> _Source_:
◆ ◆ ◆ ◆ ◆ ◆ ◆

So, second in my run of posts targeted at A-level Chemistry and I’m touching on Aromatic Chemistry! What is it?? Essentially, it is the study of benzene and benzene type organic compounds. The word is referring to the very strange way the bonding occurs inside a benzene ring. This bonding is a little odd, and the oddness of this bonding was only recently discovered in the 1960s when they noticed something confusing about the bond lengths of inside the ring. But, more of that later. Let us start with the Benzene ring for now
The Kekule structure of Benzene
So, this is how we once thought Benzene looked. It would be called cyclohexa-tri-ene. We knew it was a ring of 6 carbon atoms with a hydrogen on each one, so this is how we theorised it must be. This structure is called the Kekule structure of Benzene, after August Kekulé. The model is wrong, and you’ll see why soon, but you can see why we used to think this.
Each carbon has 4 bonds, each carbon has one hydrogen. Everything seems fine, but even here there is something a little strange… The double bonds could, in theory, actually be in two different positions, and why be in one, rather than the other? See below for a diagrammatic explanation:
Incidentally, the name of the type of chemistry which looks at chains of atoms, as in most of organic chemistry, is called aliphatic, in case you start to see that word anywhere when learning about this.
The bond lengths of C-C bond and of a C=C bond are different. C=C bonds are shorter, but when measuring the bond lengths of benzene, they were found to all be the same length. This is our first big clue that the Kekule structure is incorrect. If the Kekule structure was correct, we should have seen two distinct bond lengths within the ring.
Hydrogenation of Benzene
The final nail in the coffin for the Kekule structure is the hydrogenation of Benzene. Hopefully, you know that hydrogenation simply means to add more hydrogen to a compound. We will imagine this happening with the Kekule structure. If we break all of the double bonds, each carbon atom will be able to hold another hydrogen atom, and so produce cyclohexane. We could do partial hydrogenation, and just break one double bond, but let’s do full hydrogenation for simplicity.
It is important to remember that, when we do this, we break bonds, which requires energy, and then make bonds, which gives out energy. You can think of breaking bonds as an endothermic process and making bonds as an exothermic process. So if it requires more energy to break the bonds, than the energy released to make the bonds, the reaction will be endothermic overall and vice versa for exothermic reactions. Doing a bit of maths, we find that the enthalpy change of adding one molecule of hydrogen to our Kekule structure of Benzene should be -120kJmol-1, and so for 3 molecules as shown above, it should be -360kJmol-1. A negative enthalpy change means an exothermic reaction.

◆ ◆ ◆ ◆ ◆ ◆ ◆

> _Stated exercise A_:
According to the chemistry post, why did the measured bond lengths in benzene count against the Kekule structure? Answer in one to three sentences.
The chemistry post has no connection to the listing that comes next.

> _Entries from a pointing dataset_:
◆ ◆ ◆ ◆ ◆ ◆ ◆

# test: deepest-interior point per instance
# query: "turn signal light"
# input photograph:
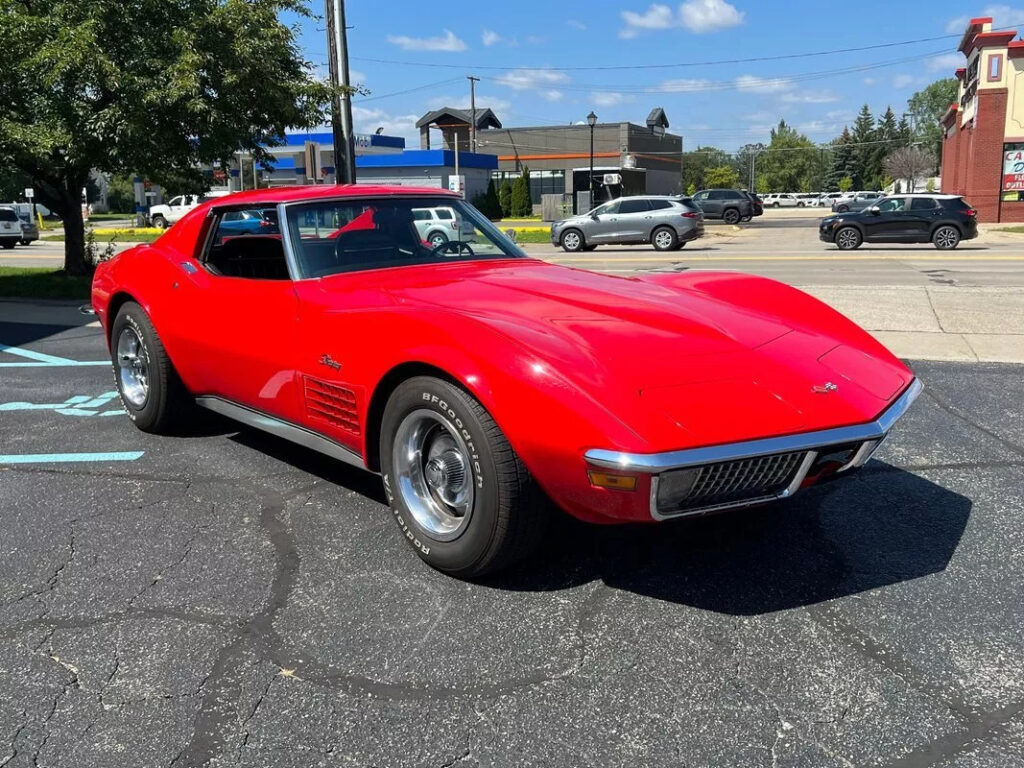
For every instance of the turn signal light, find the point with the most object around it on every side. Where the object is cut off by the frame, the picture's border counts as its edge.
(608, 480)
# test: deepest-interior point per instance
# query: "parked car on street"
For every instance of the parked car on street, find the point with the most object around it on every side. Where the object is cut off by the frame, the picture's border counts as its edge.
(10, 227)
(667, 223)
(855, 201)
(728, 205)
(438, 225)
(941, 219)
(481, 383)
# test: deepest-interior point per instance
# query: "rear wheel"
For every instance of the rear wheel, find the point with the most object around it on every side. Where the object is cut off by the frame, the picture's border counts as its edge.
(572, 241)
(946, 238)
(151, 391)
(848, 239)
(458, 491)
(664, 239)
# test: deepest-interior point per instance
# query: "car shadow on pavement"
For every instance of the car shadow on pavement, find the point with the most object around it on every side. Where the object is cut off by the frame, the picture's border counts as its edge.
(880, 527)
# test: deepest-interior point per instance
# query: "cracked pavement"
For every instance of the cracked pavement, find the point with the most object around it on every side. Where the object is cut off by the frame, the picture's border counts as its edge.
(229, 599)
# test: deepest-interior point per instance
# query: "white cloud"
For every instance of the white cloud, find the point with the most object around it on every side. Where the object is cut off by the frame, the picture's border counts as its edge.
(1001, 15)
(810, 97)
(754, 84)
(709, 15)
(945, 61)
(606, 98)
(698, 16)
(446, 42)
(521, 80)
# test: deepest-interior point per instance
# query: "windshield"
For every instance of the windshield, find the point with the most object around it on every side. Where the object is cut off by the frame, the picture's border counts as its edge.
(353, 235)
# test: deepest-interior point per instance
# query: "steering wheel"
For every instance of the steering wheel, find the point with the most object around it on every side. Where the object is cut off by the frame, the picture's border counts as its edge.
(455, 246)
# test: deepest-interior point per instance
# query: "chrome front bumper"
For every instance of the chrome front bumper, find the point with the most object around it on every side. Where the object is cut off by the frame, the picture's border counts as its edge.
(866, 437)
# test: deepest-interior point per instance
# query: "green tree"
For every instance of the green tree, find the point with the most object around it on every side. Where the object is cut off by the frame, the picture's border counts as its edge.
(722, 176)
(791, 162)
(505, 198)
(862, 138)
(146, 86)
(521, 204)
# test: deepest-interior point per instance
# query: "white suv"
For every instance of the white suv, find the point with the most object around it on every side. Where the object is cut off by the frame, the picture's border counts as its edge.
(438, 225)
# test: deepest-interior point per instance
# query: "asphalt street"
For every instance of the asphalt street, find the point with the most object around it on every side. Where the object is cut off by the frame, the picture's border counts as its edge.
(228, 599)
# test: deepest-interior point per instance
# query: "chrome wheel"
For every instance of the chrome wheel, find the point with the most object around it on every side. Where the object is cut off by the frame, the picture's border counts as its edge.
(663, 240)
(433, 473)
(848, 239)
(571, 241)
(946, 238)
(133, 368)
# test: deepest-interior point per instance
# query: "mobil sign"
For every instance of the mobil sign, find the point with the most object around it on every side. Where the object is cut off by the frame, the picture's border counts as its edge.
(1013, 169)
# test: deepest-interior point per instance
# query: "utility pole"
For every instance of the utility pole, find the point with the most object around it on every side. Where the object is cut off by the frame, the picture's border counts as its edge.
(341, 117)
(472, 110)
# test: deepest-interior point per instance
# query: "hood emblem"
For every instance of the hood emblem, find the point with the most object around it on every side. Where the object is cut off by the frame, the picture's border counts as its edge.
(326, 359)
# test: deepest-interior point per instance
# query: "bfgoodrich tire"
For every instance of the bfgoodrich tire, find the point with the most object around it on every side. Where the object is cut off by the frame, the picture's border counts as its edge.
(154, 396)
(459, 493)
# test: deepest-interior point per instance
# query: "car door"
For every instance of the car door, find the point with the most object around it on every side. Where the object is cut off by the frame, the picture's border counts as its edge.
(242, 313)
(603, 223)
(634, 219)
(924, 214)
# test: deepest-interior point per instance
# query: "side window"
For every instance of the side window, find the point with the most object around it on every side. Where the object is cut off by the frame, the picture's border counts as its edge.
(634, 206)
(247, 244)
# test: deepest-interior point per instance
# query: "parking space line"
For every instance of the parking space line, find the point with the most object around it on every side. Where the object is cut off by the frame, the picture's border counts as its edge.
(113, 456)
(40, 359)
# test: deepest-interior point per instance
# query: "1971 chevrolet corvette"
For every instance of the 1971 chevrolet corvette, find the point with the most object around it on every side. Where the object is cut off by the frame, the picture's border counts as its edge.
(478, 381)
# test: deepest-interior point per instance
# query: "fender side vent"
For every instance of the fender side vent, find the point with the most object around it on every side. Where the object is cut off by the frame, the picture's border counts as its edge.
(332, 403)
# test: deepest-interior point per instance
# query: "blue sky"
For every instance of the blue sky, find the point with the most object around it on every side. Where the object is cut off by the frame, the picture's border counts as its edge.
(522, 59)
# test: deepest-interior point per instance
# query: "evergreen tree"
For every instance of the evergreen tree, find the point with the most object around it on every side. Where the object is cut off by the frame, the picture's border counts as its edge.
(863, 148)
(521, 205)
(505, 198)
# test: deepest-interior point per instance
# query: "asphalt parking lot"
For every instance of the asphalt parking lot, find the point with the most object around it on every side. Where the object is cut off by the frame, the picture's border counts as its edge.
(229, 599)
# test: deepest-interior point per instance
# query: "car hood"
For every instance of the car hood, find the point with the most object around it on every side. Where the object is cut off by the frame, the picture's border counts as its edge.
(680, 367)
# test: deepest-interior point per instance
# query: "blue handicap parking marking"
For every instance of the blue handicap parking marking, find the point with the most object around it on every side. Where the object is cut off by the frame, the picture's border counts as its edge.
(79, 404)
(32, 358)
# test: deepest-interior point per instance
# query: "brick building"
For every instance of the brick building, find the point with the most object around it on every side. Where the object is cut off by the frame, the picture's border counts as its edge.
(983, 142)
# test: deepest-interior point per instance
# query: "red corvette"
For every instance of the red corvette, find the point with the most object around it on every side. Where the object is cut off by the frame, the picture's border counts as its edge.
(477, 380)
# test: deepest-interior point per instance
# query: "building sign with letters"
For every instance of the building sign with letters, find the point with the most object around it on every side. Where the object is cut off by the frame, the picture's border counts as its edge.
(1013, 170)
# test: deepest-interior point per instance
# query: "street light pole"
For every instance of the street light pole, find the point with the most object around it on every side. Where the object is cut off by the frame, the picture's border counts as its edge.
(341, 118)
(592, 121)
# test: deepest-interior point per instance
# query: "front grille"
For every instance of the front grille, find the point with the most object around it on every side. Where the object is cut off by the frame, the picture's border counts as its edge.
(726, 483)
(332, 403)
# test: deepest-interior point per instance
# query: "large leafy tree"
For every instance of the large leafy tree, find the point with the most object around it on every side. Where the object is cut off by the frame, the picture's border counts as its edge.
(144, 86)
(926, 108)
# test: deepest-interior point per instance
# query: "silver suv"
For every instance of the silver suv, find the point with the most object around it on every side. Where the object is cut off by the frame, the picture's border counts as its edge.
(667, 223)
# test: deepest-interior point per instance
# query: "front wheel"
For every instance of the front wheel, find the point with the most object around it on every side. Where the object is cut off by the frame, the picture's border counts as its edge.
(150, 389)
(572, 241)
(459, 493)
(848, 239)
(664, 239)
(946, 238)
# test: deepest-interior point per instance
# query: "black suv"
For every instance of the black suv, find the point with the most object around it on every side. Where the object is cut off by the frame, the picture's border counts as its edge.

◆ ◆ ◆ ◆ ◆ ◆ ◆

> _Stated exercise B_:
Show each line of the listing that contains the string "space".

> _Full output A_:
A C=C bond is shorter than a C-C bond, so if the Kekule structure were right, the ring would have two distinct bond lengths. When the bonds in benzene were measured, they all turned out to be the same length.

> _Full output B_:
# query: "parking space line"
For every instance of the parking space line, find the point with the most object around it on every side. Where the object is cut off by the frame, the picture's border counts as its edge.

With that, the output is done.